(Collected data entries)

▽

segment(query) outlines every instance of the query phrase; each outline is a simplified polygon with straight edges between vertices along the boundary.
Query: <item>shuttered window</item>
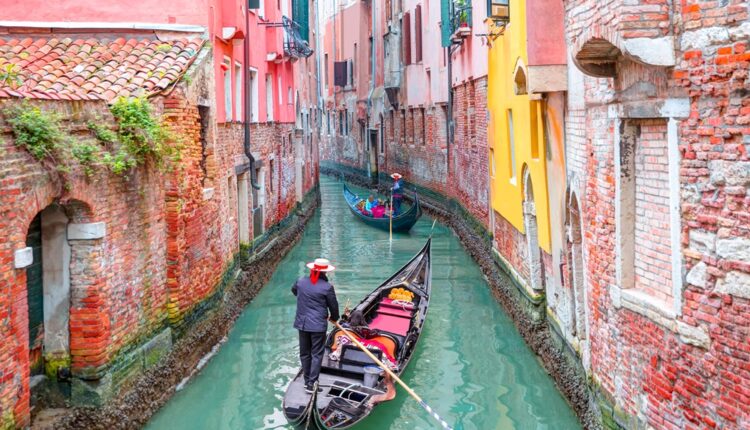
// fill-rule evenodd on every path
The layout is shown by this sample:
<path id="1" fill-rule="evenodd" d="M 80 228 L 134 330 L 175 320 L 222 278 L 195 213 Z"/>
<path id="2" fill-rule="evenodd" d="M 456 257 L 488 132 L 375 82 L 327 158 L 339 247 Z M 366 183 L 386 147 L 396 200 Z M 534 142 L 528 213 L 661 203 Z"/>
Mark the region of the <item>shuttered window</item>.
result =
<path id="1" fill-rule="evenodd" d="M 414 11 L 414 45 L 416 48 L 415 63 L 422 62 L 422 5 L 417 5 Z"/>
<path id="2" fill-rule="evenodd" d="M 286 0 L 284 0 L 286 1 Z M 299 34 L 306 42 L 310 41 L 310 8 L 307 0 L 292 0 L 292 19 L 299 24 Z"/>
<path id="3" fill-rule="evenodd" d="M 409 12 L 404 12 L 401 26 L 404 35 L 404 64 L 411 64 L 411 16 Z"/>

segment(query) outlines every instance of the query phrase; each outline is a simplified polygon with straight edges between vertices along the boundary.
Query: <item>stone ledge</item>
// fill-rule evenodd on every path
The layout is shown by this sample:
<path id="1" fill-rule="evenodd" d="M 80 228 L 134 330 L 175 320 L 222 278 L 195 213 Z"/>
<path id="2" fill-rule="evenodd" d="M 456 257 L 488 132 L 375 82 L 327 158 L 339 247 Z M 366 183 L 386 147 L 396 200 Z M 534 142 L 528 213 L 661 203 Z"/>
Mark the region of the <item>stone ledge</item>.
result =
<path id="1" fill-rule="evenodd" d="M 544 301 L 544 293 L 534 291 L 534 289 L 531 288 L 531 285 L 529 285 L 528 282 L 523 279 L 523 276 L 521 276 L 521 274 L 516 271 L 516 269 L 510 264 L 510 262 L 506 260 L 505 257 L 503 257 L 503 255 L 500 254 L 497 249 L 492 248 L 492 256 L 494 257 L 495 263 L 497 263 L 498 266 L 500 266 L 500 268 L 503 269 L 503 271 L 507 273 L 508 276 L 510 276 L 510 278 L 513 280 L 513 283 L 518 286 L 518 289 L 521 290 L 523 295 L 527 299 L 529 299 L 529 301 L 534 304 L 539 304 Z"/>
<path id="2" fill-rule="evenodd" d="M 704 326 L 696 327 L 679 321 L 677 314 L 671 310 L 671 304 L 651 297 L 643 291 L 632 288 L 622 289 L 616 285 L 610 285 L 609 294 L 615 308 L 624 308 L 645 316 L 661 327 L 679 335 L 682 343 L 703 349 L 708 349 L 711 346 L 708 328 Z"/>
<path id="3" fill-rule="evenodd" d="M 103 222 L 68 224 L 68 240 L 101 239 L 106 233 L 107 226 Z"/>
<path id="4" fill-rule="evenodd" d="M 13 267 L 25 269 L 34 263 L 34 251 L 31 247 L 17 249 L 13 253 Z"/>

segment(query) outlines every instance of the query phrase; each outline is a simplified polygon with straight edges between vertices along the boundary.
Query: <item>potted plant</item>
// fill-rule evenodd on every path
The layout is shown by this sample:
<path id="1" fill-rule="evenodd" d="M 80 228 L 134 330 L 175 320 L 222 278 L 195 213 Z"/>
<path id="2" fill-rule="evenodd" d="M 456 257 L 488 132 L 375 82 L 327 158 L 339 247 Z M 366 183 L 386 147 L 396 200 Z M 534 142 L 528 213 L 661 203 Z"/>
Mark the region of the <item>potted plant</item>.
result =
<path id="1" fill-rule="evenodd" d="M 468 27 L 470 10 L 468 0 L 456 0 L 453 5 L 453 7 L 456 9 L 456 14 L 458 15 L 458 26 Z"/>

△

• EXERCISE AIM:
Without the pictures, print all of the records exactly.

• EXPECTED ANSWER:
segment(query) outlines every instance of the query phrase; each outline is a simplified polygon with straight edges between vertices along the boundary.
Query: <item>shuttered window</item>
// fill-rule evenodd on every path
The layout is shown by this sample:
<path id="1" fill-rule="evenodd" d="M 80 228 L 134 330 L 175 320 L 222 278 L 195 213 Z"/>
<path id="2" fill-rule="evenodd" d="M 456 257 L 488 132 L 375 82 L 327 158 L 339 247 Z M 366 183 L 386 147 L 396 200 Z M 534 142 L 528 213 L 661 203 Z"/>
Mark the region of the <item>shuttered window</item>.
result =
<path id="1" fill-rule="evenodd" d="M 414 11 L 414 45 L 416 48 L 415 63 L 422 62 L 422 5 L 417 5 Z"/>
<path id="2" fill-rule="evenodd" d="M 286 0 L 284 0 L 286 1 Z M 299 34 L 306 42 L 310 41 L 310 8 L 307 0 L 292 0 L 292 19 L 299 24 Z"/>
<path id="3" fill-rule="evenodd" d="M 409 12 L 404 12 L 401 26 L 404 35 L 404 64 L 411 64 L 411 16 Z"/>

segment(query) outlines every instance of the query phrase; each outline is a simplified polygon with straight edges between vertices along the boundary.
Query: <item>stone ledge</item>
// fill-rule evenodd on every path
The layout is shown by this sample:
<path id="1" fill-rule="evenodd" d="M 80 228 L 134 330 L 175 320 L 222 278 L 195 213 Z"/>
<path id="2" fill-rule="evenodd" d="M 456 257 L 488 132 L 375 82 L 327 158 L 339 247 Z M 366 183 L 386 147 L 396 200 Z M 534 142 L 528 213 L 661 203 Z"/>
Mark the region of the <item>stone ledge</item>.
result =
<path id="1" fill-rule="evenodd" d="M 544 301 L 544 293 L 534 291 L 534 289 L 531 288 L 531 285 L 529 285 L 528 282 L 523 279 L 523 276 L 521 276 L 521 274 L 516 271 L 516 269 L 510 264 L 510 262 L 506 260 L 505 257 L 503 257 L 503 255 L 500 254 L 497 249 L 492 248 L 492 256 L 494 257 L 495 263 L 497 263 L 498 266 L 500 266 L 500 268 L 503 269 L 503 271 L 507 273 L 508 276 L 510 276 L 510 278 L 513 280 L 513 283 L 518 286 L 518 289 L 521 290 L 523 295 L 527 299 L 529 299 L 529 301 L 534 304 L 539 304 Z"/>
<path id="2" fill-rule="evenodd" d="M 704 326 L 696 327 L 679 321 L 677 314 L 671 310 L 671 304 L 651 297 L 643 291 L 632 288 L 622 289 L 616 285 L 610 285 L 609 294 L 615 308 L 624 308 L 645 316 L 661 327 L 679 335 L 682 343 L 703 349 L 708 349 L 711 346 L 708 328 Z"/>
<path id="3" fill-rule="evenodd" d="M 103 222 L 68 224 L 68 240 L 101 239 L 106 233 L 107 226 Z"/>
<path id="4" fill-rule="evenodd" d="M 13 267 L 25 269 L 34 263 L 34 251 L 31 247 L 17 249 L 13 253 Z"/>

segment(query) outlines every instance of the query phrase; each outline is a simplified polygon with straight edges between vertices along the boundary.
Query: <item>potted plant</item>
// fill-rule evenodd on every path
The layout is shown by this sample:
<path id="1" fill-rule="evenodd" d="M 80 228 L 134 330 L 175 320 L 222 278 L 195 213 Z"/>
<path id="2" fill-rule="evenodd" d="M 456 257 L 488 132 L 375 82 L 327 158 L 339 247 Z M 366 183 L 386 147 L 396 200 Z M 534 142 L 528 213 L 661 203 Z"/>
Mark the region of the <item>potted plant</item>.
result =
<path id="1" fill-rule="evenodd" d="M 468 27 L 470 10 L 468 0 L 456 0 L 453 5 L 453 7 L 456 9 L 456 14 L 458 15 L 458 26 Z"/>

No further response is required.